> Stated goal 1:
From the passage on comparing crowdsourcing methods, list the four categories into which Table IV groups the methods.
> Stated goal 2:
Proceed with the passage on comparing crowdsourcing methods from where it stops.
[begin Given text]
For the other parameters not mentioned in the above comparison methods, we have adopted the recommended parameter settings in their original paper.
|
|
|
4.2 Analysis of the Results
Table IV gives the accuracy of the methods under comparison, grouped into four categories: dynamic task allocation (Reqall and QASCA), active learning (Active), machine self correction (AVNC and ST), and meta learning (MetaCrowd-OC, MetaCrowd-OM, and MetaCrowd). Particularly, AVNC and MetaCrowd adopt majority vote and weighted majority vote to compute consensus labels, while other methods adopts their own consensus solutions. We have several important observations.
(i) MetaCrowd vs. Self-training: ST uses supervised self-training to gradually annotate the tasks, it has the lowest accuracy among all the compared methods. This is because the lack of meta-knowledge (labeled training data) makes traditional supervised methods unfeasible under the setting of few-shot learning. When the number of labeled instances is small, ST cannot train an effective model, so the quality of pseudo-labels is not high, and the influence of the error will continue to expand, eventually leading to the failure of the self-training classifier. The other crowdsourcing solutions obtain a much higher accuracy by modelling tasks and workers, and MetaCrowd achieves the best performance through both meta learning and ensemble learning. This shows that the extraction of meta-knowledge from relevant domains is crucial for the few-shot learning process.
[end Given text]
[begin Data shown]
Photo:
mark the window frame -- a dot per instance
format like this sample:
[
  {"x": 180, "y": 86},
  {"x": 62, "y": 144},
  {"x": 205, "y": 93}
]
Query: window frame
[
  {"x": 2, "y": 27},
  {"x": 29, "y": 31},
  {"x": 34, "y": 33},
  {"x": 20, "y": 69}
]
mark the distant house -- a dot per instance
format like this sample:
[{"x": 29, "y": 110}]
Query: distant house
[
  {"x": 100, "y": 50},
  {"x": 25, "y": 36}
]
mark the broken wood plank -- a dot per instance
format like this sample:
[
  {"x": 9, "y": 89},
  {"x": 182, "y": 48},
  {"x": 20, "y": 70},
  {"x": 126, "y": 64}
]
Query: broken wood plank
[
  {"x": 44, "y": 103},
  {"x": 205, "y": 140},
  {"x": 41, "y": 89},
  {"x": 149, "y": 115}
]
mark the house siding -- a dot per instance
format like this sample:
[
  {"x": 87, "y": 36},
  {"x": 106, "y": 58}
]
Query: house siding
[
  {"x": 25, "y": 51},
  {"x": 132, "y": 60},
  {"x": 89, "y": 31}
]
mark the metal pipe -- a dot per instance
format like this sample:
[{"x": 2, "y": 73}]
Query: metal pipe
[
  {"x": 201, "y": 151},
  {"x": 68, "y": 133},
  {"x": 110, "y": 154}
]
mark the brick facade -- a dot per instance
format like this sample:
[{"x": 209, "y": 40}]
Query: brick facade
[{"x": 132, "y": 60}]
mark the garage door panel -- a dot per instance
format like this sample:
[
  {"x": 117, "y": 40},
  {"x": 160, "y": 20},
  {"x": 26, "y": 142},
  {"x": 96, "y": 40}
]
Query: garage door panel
[end Data shown]
> Written response 1:
Dynamic task allocation, active learning, machine self correction, meta learning

> Written response 2:
(ii) MetaCrowd vs. Active: Both MetaCrowd and Active try to reduce the number of annotations to save the budget. By modeling workers and tasks, Active assigns only the single most appropriate worker to the task to save the budget and to improve the quality. In contrast, MetaCrowd leverages meta-knowledge and initial labels from crowd workers to automatically annotate a large portion of simple tasks, and invites crowd workers to annotate a small number of difficult tasks. Thus, both quality and budget saving can be achieved. MetaCrowd-OM and MetaCrowd both achieve a significantly higher accuracy than Active. This is because crowd workers have diverse preferences and the adopted active learning strategy of Active cannot reliably model workers due to the limited data. By obtaining additional annotations for the most uncertain tasks and meta annotations for all the tasks, MetaCrowd achieves an accuracy improvement of 8%. Even with a large number of annotations from plain crowd workers, MetaCrowd-OC still loses to MetaCrowd, which proves the rationality of empowering crowdsourcing with meta learning.
(iii) MetaCrowd vs. Reqall: Both MetaCrowd and Reqall dynamically determine the number of annotations required for a task based on the annotating results; thus they can trade-off budget with quality. Reqall assumes that workers’ abilities are known and mainly focuses on binary tasks (we follow the recommended approach to adjust it to the multi-class case). With no more than three annotations per task on average (MetaCrowd-OC baseline setting), MetaCrowd beats Reqall both in quality and budget, because MetaCrowd can leverage the classifiers to do most of the simple tasks, and save the budget to focus on the difficult tasks. These results show the effectiveness of our human-machine hybrid approach.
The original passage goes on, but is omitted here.